• Metin bölümü:
23 Mayıs 2010 Pazar


yoruldum..
umutlarımı taşımak çok zor şimdi..

15 Mayıs 2010 Cumartesi

keşf-i kelimât (3)

ev: göçebeliğe son veren nokta. göçebeliğin "sürekli alışma" fiilinden arındırır insanı. evdeyken, bilinenin üzerine işlenir zaman. tanınmayanı tanıtma gayretini yaşamaz insan. her konunun ellerinden tutabilir geçmiş. bir cümle bağlantısını atarak geçmişe, güldürebilir yüzleri. ev, size alışmış olan ve sizin alıştığınızdır biraz, içindekileriyle .
en nihayetinde her ev de bir misafirhanedir aslında, dünyada en iyi soluklanılan.


sıkıntı: halden hale uğrayan insanın, duraklarından biri.
davetsiz gelir.
iradenin dışında konaklar bünyede. daraltır.
insanın elinde tuttuğu her şeyin anlamı aynıdır şimdi: avuntu.

bir şehri bırakmak: o şehre dair alışkanlıkları hançer yapıp, yüreğe saplamaktır, nöbetler halinde.


uzağı yakın etmek: sıkıntılar sokulurken yamaçlara, yol vermez uzaklıklar. işte ihlasla edilen bir duadır böyle zamanda, uzakları yakın eden.

• Yapılacaklar:
[1] Keşf-i kelimât metnine göre sıkıntı nasıl gelir?
[2] Keşf-i kelimât metninde "en nihayetinde her" ile "saplamaktır, nöbetler halinde." arasındaki bölümü, ikisi de dahil, yeniden yazın ve "avuntu" ifadesini "teselli" ile değiştirin.
[3] Keşf-i kelimât metnini kaldığı yerden sürdürün.

• Veri kümesinden alıntılar:
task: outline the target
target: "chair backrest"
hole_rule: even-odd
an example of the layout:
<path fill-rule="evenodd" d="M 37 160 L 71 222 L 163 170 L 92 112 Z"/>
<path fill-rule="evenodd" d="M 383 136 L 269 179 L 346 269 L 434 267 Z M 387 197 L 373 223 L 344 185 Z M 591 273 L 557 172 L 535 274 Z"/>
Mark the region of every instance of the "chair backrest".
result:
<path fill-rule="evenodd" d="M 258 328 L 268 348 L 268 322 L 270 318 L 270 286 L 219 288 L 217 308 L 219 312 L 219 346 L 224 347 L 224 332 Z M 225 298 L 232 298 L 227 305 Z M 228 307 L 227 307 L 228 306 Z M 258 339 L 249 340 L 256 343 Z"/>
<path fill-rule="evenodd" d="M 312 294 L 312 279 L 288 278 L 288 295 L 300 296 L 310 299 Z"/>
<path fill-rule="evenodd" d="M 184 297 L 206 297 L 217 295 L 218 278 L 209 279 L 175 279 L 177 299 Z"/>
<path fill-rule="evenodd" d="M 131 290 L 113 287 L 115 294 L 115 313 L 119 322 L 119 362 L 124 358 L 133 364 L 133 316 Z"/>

• Beklenen cevaplar:
[1] Davetsiz gelir.

[2]
en nihayetinde her ev de bir misafirhanedir aslında, dünyada en iyi soluklanılan.


sıkıntı: halden hale uğrayan insanın, duraklarından biri.
davetsiz gelir.
iradenin dışında konaklar bünyede. daraltır.
insanın elinde tuttuğu her şeyin anlamı aynıdır şimdi: teselli.

bir şehri bırakmak: o şehre dair alışkanlıkları hançer yapıp, yüreğe saplamaktır, nöbetler halinde.

[3]
yakını uzak etmek: uzun susuşlarla örülen mesafe.

umut: hayatın "olmamışlar" yönüne atılan olta. olmamışları tutup, olur kılmak için.
ilahi bir güce yaslandığında, çoğalan; hayatın kurumuş damarlarına kan pompalayan etken.


anı:
çoğaldıkça yaşlandığını hatırlatır insana.
yaşanması zor olan bir kenti yaşanılır kılar ve hatta sevdirir bir zaman sonra.
çok basit bir nesneye, farklı anlamlar, değerler yüklemenizi sağlar çağrışımlarıyla.
olmadık bir anda, olmadık insanlar içinde hüzünlendirir ve güldürebilir de akla gelmesiyle.
insanın haritası gibi de sayılır. yürünmüş bu yollar, yeni yolları nasıl yüreyeceğinize yön verir ve kayboluşlarda yerinizi bulmanıza yardımcı olabilir.

anılar çoğaldıkça, anılardaki insanlar azalır dünyada, bir zaman sonra...

vesvese: önemsenmek ister, tırmalar durur aklımızın zaaflı kısmını. önemsendikçe beslenir, büyür, gelişir. zararsız bir düşünceyken, hareketlerde şekillenir şimdi.

kapımızı çaldığında, evde yoklar denilmesi gereken.

vicdan: vicdan, hayat boyu işlerliği olan ve kullandım bitti diyemeyeceğimiz şey. hadiselerimizin mihenk taşı. insanın tercihlerini geçirdiği süzek. ibrenin hep doğruyu gösterip, yanlışları ayıkladığı yer.

hata: ruh düşmesi.
kanayan, dizler değildir bu sefer.

çizgi: insan yüzündeki hali: yaşanmış bir ömrün haritası.
kalem tutmayı yeni öğrenmiş bir çocuğun defterindeki hali: emek ve başarı.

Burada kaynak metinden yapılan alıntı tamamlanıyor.